# TREŚĆ ZADANIA
Wypisz każdy wiersz, w którym występuje słowo „floor”. Uwzględnij wielkość liter.

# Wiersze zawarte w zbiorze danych

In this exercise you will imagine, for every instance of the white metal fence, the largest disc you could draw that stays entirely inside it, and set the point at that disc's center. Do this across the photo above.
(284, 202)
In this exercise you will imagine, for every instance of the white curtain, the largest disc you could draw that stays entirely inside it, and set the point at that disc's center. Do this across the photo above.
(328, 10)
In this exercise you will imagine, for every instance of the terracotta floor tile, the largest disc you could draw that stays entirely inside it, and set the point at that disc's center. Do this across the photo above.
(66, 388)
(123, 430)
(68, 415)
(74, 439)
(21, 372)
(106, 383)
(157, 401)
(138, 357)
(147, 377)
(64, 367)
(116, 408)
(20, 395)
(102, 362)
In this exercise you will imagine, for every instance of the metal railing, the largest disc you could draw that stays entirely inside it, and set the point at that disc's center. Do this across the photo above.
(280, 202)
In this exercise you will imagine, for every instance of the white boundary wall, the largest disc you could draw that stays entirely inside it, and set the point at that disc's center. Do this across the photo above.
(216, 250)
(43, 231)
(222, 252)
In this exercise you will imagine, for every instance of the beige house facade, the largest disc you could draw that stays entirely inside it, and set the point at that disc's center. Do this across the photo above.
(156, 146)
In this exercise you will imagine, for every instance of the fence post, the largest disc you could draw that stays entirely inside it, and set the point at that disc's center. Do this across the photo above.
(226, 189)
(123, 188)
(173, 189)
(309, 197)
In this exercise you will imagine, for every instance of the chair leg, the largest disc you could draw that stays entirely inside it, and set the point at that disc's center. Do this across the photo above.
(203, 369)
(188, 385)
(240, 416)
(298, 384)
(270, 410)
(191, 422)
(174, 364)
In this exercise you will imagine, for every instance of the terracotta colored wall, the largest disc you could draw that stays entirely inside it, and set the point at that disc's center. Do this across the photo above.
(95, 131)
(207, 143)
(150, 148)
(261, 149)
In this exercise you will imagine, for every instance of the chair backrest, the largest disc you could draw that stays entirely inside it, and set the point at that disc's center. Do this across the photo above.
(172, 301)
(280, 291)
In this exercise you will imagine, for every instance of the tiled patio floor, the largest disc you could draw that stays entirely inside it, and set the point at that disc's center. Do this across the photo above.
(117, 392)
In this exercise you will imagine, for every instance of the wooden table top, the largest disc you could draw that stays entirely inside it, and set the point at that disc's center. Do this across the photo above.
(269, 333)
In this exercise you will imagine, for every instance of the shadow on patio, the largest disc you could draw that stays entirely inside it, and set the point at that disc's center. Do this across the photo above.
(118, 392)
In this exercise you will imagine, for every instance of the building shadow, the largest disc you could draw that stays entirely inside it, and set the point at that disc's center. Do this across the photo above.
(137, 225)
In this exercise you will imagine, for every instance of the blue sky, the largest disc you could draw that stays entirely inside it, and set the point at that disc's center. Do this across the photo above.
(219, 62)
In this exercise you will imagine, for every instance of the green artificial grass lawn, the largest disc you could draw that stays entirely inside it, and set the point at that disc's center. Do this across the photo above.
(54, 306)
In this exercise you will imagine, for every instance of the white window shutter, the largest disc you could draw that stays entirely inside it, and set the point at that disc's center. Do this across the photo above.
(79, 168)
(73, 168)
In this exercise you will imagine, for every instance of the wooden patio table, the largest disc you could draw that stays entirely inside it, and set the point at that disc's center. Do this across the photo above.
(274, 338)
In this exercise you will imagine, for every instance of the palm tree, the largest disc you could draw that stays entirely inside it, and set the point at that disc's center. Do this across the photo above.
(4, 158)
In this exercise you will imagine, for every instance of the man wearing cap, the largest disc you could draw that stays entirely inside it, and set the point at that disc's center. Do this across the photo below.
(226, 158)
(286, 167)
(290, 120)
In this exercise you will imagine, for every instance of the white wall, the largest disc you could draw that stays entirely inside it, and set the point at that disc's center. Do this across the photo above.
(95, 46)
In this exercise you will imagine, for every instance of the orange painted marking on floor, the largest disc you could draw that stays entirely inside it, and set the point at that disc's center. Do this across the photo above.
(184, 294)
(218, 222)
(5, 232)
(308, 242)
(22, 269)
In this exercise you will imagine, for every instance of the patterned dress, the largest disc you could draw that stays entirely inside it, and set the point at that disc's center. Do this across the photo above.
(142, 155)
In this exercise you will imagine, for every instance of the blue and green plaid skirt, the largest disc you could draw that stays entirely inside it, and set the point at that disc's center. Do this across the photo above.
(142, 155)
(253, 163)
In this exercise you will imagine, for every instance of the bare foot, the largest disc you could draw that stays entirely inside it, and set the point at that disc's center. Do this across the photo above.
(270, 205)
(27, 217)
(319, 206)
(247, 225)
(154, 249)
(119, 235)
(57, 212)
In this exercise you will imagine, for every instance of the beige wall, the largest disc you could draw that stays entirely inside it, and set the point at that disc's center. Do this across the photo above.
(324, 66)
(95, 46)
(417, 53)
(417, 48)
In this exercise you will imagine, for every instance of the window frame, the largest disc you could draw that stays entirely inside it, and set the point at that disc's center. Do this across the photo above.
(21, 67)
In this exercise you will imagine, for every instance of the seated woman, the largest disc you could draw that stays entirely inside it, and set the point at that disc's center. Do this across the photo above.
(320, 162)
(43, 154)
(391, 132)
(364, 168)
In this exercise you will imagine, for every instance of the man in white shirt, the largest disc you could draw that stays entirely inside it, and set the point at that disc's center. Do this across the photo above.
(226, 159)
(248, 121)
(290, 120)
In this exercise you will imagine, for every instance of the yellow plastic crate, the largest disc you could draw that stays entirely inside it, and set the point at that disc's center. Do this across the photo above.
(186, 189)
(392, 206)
* * *
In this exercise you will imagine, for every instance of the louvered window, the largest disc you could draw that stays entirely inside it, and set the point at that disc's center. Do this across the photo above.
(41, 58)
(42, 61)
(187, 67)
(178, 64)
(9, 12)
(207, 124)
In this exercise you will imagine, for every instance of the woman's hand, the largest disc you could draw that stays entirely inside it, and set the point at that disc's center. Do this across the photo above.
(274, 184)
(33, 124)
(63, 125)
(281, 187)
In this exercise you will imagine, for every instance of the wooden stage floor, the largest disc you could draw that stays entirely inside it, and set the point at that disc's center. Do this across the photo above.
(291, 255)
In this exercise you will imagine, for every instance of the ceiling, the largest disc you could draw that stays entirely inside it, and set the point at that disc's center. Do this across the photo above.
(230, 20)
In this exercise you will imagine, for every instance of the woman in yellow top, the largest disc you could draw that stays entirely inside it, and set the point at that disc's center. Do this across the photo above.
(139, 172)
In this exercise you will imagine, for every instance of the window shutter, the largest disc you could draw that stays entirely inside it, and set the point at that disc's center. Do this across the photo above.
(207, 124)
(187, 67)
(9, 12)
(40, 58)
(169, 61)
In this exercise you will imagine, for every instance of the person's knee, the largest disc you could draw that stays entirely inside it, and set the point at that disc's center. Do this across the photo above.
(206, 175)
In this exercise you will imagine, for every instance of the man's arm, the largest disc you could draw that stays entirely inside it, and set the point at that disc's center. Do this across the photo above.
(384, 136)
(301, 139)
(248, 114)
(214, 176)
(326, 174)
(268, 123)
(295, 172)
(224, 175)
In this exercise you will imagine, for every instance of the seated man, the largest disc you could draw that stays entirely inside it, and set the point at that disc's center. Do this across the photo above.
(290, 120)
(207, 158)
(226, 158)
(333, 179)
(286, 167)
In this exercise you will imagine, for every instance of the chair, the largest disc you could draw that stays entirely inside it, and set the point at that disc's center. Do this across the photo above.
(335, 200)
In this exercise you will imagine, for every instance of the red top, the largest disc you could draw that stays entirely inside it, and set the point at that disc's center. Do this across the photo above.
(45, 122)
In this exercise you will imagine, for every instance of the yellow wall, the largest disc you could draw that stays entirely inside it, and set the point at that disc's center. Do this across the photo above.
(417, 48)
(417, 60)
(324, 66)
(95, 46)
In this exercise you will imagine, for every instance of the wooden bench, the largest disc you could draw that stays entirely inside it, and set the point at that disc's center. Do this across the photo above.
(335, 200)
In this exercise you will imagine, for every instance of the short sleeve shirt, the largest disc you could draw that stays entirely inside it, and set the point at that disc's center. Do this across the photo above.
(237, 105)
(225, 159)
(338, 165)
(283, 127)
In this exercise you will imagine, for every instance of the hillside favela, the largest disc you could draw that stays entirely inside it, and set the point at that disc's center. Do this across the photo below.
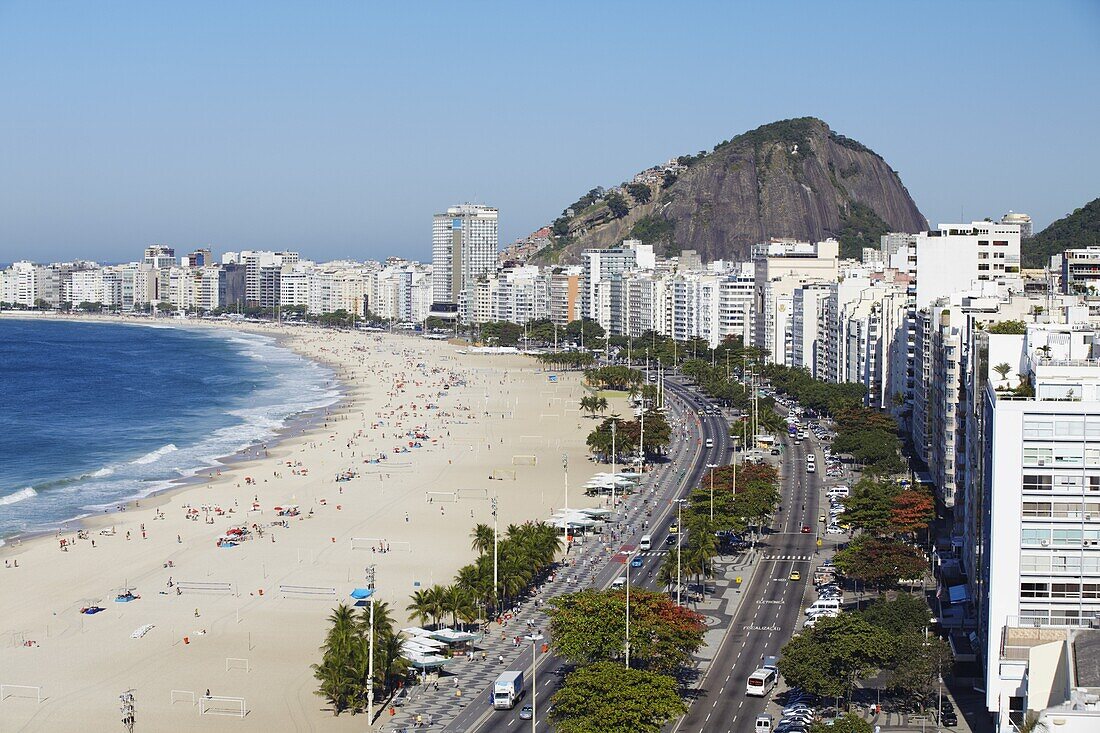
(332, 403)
* * *
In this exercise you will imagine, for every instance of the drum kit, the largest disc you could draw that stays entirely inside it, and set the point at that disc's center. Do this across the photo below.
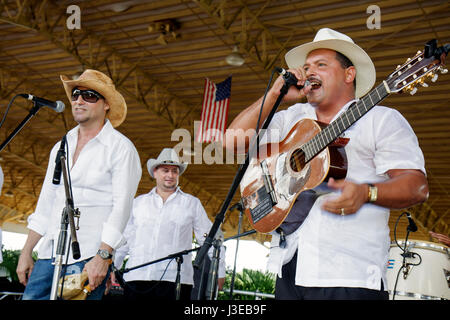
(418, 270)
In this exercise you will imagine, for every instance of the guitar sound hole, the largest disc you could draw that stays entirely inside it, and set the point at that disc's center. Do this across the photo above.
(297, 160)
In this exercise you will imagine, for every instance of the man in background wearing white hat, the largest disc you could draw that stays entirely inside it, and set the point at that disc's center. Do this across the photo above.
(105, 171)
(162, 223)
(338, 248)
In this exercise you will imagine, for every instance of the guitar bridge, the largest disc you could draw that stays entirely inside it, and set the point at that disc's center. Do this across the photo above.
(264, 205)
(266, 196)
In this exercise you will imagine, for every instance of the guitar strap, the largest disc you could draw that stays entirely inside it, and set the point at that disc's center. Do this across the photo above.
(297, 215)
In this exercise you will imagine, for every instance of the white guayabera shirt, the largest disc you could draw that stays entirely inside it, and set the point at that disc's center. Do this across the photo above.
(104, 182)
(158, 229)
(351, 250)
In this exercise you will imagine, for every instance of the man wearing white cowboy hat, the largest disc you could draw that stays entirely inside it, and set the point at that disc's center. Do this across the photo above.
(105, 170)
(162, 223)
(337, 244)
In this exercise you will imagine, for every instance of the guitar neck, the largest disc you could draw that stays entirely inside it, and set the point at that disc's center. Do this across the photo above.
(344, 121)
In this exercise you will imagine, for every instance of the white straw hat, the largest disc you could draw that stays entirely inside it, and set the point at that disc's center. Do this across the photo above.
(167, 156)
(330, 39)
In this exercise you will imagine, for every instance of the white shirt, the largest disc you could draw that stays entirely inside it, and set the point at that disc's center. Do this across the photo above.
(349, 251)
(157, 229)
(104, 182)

# POPRAWNA ODPOWIEDŹ
In this exercise you will imagine, for every instance of the terracotta floor tile, the largest disc you could draw that stays entirely inside it, and set the point at that disc's center. Do this across the photo above.
In this exercise you will imagine, for every instance of the tiled patio floor, the largest disc you could draw that stays entirely inside it, and set the point at that disc's center. Do this across the photo above.
In this exercise you will imagine, for every instance of the orange painted marking on floor, the largest disc you could draw that stays entirely inside it, and set the point at that disc's center. Do this across the photo above.
In this exercise you will imagine, for every instance of the wooden stage floor, the largest disc you could draw that stays entirely inside it, and set the point at that disc's center. Do this across the photo above.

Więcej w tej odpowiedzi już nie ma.